Extrait de texte:

Dominique Beauchamp|Publié le 12 octobre 2022

À surveiller: WSP, Savaria, et Corus

À mi-année, Savaria affichait un carnet de commandes record pour ses produits d’accessibilité alors que la demande pour les lève-personne se rétablissait après la pandémie. (Photo: 123RF)

Que faire avec les titres de WSP Global, Savaria et Corus Entertainment? Voici quelques recommandations d’analystes susceptibles de faire bouger les cours prochainement. Note: l’auteur peut avoir une opinion totalement différente de celle exprimée.

WSP Global (WSP, 148,78$): l’ingénieur-conseil perd RPS, mais conserve de nouvelles munitions de 920 M$

Benoit Poirier de Desjardins Marché des capitaux n’est pas trop déçu que WSP Global renonce à surenchérir à l’offre rivale de l’Américaine Tetra Tek (TTEK, 131,12$ US) pour mettre la main sur le spécialiste britannique de l’environnement RPS. Il avait néanmoins prévu que WSP majore son offre au-delà de 975 millions de dollars.

À l’instar de ses collègues, l’analyste considère que l’ingénieur-conseil fait preuve de discipline, un trait que les investisseurs apprécieront même si l’achat de RPS aurait atteint plusieurs visées stratégiques dont l’ajout de 5000 professionnels dans le domaine de l’environnement. Les deux entreprises étaient en pourparlers pendant quatre ans.

Pour mettre cet échec en contexte, l’analyste évalue que RPS aurait ajouté 1,1% au bénéfice de 2023 et 1,6% au bénéfice de 2024 de WSP, après avoir inclus les deux plus récentes acquisitions conclues par WSP en septembre (E&I et Capita), dans son modèle financier.

En vue de l’achat de RPS, WSP a aussi récolté 920 millions de dollars en émettant des actions auprès du public investisseur et de ses principaux actionnaires, dont la Caisse de dépôt et placement du Québec et l’Office d’investissement du régime de pensions du Canada. Ces sommes lui procurent des munitions importantes pour poursuivre sa stratégie d’acquisitions bien qu’à court terme le plus grand nombre d’actions en circulation dilue la position des actionnaires existants, explique Benoit Poirier.

Jeu de données:
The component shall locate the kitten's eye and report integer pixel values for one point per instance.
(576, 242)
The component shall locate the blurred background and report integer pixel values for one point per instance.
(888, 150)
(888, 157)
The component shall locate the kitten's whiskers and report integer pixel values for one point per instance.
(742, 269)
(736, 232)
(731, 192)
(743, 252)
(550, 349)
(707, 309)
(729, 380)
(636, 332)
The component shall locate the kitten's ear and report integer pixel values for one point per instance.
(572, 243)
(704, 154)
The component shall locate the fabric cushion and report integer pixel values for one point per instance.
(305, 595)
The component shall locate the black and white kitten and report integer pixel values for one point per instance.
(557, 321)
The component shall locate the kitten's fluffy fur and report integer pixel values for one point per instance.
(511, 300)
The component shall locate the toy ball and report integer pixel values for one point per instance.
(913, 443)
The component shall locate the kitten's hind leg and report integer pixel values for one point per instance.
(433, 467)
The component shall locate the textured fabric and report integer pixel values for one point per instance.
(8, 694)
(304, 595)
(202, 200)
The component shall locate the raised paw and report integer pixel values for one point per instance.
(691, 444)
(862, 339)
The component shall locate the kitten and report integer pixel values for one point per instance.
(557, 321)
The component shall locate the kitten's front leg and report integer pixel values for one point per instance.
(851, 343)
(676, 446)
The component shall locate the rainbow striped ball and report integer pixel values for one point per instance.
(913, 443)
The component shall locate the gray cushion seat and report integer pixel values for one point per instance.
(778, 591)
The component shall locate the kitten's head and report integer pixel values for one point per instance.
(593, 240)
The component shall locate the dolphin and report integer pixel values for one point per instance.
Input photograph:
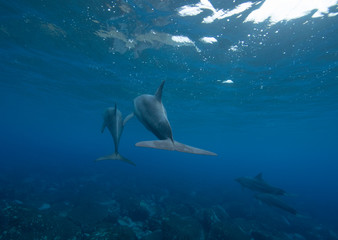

Votre consigne: Extrayez de l'article sur WSP, Savaria et Corus le passage qui va de « À l’instar de » jusqu'à « son modèle financier. » inclusivement, sans rien y changer.

Réponse attendue:
À l’instar de ses collègues, l’analyste considère que l’ingénieur-conseil fait preuve de discipline, un trait que les investisseurs apprécieront même si l’achat de RPS aurait atteint plusieurs visées stratégiques dont l’ajout de 5000 professionnels dans le domaine de l’environnement. Les deux entreprises étaient en pourparlers pendant quatre ans.

Pour mettre cet échec en contexte, l’analyste évalue que RPS aurait ajouté 1,1% au bénéfice de 2023 et 1,6% au bénéfice de 2024 de WSP, après avoir inclus les deux plus récentes acquisitions conclues par WSP en septembre (E&I et Capita), dans son modèle financier.